→ Problem requirements: Type out the data below in its entirety, exactly as given.

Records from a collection
++++++++++++++++++++

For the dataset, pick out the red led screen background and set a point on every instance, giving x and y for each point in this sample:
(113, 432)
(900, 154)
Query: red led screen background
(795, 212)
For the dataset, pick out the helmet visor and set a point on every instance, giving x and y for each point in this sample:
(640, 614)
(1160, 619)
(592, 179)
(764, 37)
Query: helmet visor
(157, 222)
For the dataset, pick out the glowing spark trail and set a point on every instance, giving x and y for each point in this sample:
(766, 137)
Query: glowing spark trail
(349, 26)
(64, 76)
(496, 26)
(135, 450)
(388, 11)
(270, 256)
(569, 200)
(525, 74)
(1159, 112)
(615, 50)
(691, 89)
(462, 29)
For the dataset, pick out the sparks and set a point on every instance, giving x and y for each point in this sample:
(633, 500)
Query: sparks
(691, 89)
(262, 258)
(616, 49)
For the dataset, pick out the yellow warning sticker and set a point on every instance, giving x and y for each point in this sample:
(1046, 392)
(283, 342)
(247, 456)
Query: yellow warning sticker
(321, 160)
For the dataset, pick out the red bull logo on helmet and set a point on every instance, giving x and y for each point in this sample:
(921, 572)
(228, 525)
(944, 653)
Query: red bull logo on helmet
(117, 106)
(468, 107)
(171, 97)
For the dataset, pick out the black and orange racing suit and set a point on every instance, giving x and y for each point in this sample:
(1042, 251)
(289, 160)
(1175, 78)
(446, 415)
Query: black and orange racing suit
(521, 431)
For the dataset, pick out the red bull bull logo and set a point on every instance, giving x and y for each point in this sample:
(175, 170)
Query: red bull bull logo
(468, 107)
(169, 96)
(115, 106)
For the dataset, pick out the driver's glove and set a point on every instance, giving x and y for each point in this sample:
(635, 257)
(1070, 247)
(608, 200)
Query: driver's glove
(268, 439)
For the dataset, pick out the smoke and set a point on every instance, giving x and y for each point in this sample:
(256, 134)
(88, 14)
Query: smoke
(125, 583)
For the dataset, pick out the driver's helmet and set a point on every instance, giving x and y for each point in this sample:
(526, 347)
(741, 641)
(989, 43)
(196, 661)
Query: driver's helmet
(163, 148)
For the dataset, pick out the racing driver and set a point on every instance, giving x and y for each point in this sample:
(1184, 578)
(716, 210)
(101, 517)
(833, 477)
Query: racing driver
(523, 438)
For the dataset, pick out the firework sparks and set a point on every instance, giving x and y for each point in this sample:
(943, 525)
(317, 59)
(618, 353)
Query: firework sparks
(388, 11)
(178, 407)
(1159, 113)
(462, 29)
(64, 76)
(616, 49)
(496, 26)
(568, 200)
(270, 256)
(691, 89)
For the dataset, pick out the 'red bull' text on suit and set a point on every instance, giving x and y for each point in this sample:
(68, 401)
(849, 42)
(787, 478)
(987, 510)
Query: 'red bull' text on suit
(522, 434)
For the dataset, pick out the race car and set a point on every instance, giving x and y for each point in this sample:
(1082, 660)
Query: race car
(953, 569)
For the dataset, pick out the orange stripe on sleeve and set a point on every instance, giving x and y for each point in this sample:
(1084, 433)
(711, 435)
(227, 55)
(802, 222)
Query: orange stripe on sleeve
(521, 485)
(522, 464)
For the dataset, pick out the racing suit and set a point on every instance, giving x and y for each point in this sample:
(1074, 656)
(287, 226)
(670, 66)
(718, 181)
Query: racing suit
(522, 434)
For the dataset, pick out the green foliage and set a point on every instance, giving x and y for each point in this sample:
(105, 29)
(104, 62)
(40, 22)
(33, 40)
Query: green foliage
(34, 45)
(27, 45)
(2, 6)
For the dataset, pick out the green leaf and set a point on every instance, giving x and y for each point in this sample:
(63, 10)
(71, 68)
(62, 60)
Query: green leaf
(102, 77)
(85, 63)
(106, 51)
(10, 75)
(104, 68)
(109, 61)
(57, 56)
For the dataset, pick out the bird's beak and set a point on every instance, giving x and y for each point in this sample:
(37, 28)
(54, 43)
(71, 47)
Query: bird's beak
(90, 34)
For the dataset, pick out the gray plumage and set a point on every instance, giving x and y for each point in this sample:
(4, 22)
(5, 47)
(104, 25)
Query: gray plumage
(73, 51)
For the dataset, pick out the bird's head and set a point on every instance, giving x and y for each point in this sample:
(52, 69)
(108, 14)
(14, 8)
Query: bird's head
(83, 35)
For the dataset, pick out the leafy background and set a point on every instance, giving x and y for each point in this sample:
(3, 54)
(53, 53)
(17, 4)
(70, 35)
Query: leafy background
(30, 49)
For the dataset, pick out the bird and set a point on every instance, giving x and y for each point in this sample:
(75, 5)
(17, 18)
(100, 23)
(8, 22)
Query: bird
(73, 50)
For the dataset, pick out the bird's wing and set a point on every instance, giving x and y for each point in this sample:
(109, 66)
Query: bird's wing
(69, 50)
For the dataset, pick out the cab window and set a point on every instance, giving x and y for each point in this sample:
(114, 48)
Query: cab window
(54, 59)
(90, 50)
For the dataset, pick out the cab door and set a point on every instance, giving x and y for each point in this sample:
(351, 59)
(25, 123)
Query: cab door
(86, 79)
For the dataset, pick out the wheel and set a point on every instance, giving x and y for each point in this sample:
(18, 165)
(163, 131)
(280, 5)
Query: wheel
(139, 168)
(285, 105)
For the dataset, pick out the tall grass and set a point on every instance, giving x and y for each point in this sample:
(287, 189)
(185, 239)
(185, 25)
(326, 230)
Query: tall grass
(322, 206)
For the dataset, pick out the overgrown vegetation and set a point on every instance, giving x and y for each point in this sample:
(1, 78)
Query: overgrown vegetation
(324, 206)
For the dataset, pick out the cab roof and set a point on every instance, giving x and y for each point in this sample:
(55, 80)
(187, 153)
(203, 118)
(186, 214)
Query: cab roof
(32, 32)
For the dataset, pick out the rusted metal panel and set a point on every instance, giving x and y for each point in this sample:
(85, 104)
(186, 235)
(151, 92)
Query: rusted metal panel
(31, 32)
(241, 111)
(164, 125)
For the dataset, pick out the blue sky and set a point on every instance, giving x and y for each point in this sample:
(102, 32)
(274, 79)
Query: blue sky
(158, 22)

++++++++++++++++++++

→ Answer to this task:
For the dataset, pick out the red led screen background and set a point on every instance, giving x and y for each point in this sample:
(113, 432)
(900, 154)
Query: red led screen background
(795, 212)
For the dataset, pick out the helmet visor and set a point on every instance, giving x and y for each point in this sample:
(640, 614)
(1160, 619)
(592, 179)
(764, 37)
Query: helmet visor
(157, 222)
For the dataset, pick out the glowing spark trail and set a point on every instance, giving x and y for each point in this sample:
(766, 137)
Query: glowing spark trail
(349, 26)
(64, 76)
(496, 26)
(135, 450)
(388, 11)
(270, 256)
(569, 200)
(525, 74)
(1159, 112)
(615, 50)
(691, 89)
(462, 29)
For the dataset, pick out the sparks and set a point on every instance, giving x and y for each point in this sample:
(633, 500)
Query: sparks
(691, 89)
(262, 258)
(616, 49)
For the dataset, pick out the yellow warning sticker and set a point on every instance, giving x and y for each point in this sample:
(1046, 392)
(283, 342)
(247, 456)
Query: yellow warning sticker
(321, 160)
For the dataset, pick out the red bull logo on helmet and set a point on every instance, giving x and y for each point in this sample:
(921, 572)
(228, 525)
(944, 653)
Query: red bull logo on helmet
(117, 106)
(468, 107)
(171, 97)
For the dataset, pick out the black and orange racing suit and set a point on every instance, giving x and y for each point in this sample:
(1042, 251)
(289, 160)
(1175, 78)
(446, 415)
Query: black and orange racing suit
(521, 431)
For the dataset, pick out the red bull bull logo and set a point on every instance, giving x and y for each point in this sample:
(175, 170)
Query: red bull bull logo
(468, 107)
(169, 96)
(115, 106)
For the dataset, pick out the driver's glove and set a point on every instance, giving x and y for each point in this sample:
(635, 257)
(1070, 247)
(608, 200)
Query: driver's glove
(268, 439)
For the dataset, pick out the smoke and set a point on every instance, giving x and y for each point in this sample:
(256, 134)
(88, 14)
Query: smoke
(125, 583)
For the dataset, pick out the driver's helmet and set a point on every instance, giving x and y for each point in this sample:
(526, 347)
(741, 641)
(989, 43)
(196, 661)
Query: driver's helmet
(163, 148)
For the dataset, pick out the racing driver and set a point on every instance, giving x and y for each point in this sample:
(1184, 578)
(716, 210)
(101, 517)
(833, 477)
Query: racing driver
(523, 438)
For the dataset, pick out the firework sparks and set a point on every instance, giving x and y for each point in this sample:
(943, 525)
(317, 59)
(618, 353)
Query: firework sparks
(388, 11)
(178, 407)
(1159, 113)
(462, 29)
(64, 76)
(616, 49)
(496, 26)
(568, 200)
(270, 256)
(691, 89)
For the dataset, pick out the 'red bull' text on suit and set a point on every instance, giving x and y for each point in this sample:
(68, 401)
(849, 42)
(787, 478)
(987, 510)
Query: 'red bull' text on suit
(522, 434)
For the dataset, pick out the race car and set a point on every instance, giving x and y for each point in this sample:
(1082, 660)
Query: race car
(953, 569)
For the dataset, pick out the orange stripe on sleeve and set a point on every instance, giving x and y for each point in this sample:
(1084, 433)
(711, 435)
(227, 55)
(802, 222)
Query: orange stripe on sleeve
(521, 485)
(522, 464)
For the dataset, pick out the racing suit and set a point on every instance, giving x and y for each point in this sample:
(1074, 656)
(287, 226)
(670, 66)
(718, 181)
Query: racing suit
(522, 434)
For the dataset, pick out the green foliage and set a point on every instance, giving x and y for each point in this sample:
(105, 29)
(104, 62)
(40, 22)
(33, 40)
Query: green foliage
(34, 45)
(27, 45)
(2, 6)
For the dataset, pick out the green leaf and set a point on every instance, giving x and y for each point in this sample:
(63, 10)
(71, 68)
(62, 60)
Query: green leaf
(102, 77)
(85, 63)
(106, 51)
(10, 75)
(104, 68)
(109, 61)
(57, 56)
For the dataset, pick out the bird's beak and set a point on every instance, giving x and y for each point in this sample:
(37, 28)
(54, 43)
(71, 47)
Query: bird's beak
(90, 34)
For the dataset, pick out the gray plumage and set a point on every instance, giving x and y for each point in this sample:
(4, 22)
(5, 47)
(104, 25)
Query: gray plumage
(73, 51)
For the dataset, pick out the bird's head and set a point on every instance, giving x and y for each point in this sample:
(52, 69)
(108, 14)
(14, 8)
Query: bird's head
(83, 35)
For the dataset, pick out the leafy background and set a point on every instance, giving x and y for each point in this sample:
(3, 54)
(53, 53)
(17, 4)
(70, 35)
Query: leafy background
(30, 49)
For the dataset, pick out the bird and set a point on every instance, giving x and y for each point in this sample:
(75, 5)
(17, 18)
(100, 23)
(8, 22)
Query: bird
(73, 50)
For the dataset, pick out the bird's wing and set a point on every instance, giving x and y for each point in this sample:
(109, 66)
Query: bird's wing
(69, 50)
For the dataset, pick out the cab window and set a point on every instance, giving x and y for each point in this sample:
(114, 48)
Query: cab window
(54, 59)
(90, 50)
For the dataset, pick out the cab door and set a point on every instance, giving x and y for each point in this sample:
(351, 59)
(25, 123)
Query: cab door
(86, 79)
For the dataset, pick out the wheel and set a point on every instance, giving x and y for each point in this sample:
(18, 165)
(163, 131)
(280, 5)
Query: wheel
(139, 168)
(285, 105)
For the dataset, pick out the tall grass and set a point on every instance, giving x and y for each point in this sample:
(287, 189)
(185, 239)
(185, 25)
(326, 230)
Query: tall grass
(322, 206)
For the dataset, pick out the overgrown vegetation and set a point on every instance, giving x and y for each point in this sample:
(1, 78)
Query: overgrown vegetation
(324, 206)
For the dataset, pick out the cab roof and set a point on every instance, giving x and y for each point in this sample:
(55, 80)
(187, 153)
(203, 118)
(186, 214)
Query: cab roof
(32, 32)
For the dataset, pick out the rusted metal panel and set a point on every instance, giving x and y for each point in this sample:
(85, 104)
(186, 235)
(151, 92)
Query: rusted metal panel
(31, 32)
(241, 111)
(164, 125)
For the dataset, pick out the blue sky and set a point on every instance, giving x and y for each point in this sample:
(102, 32)
(274, 79)
Query: blue sky
(158, 22)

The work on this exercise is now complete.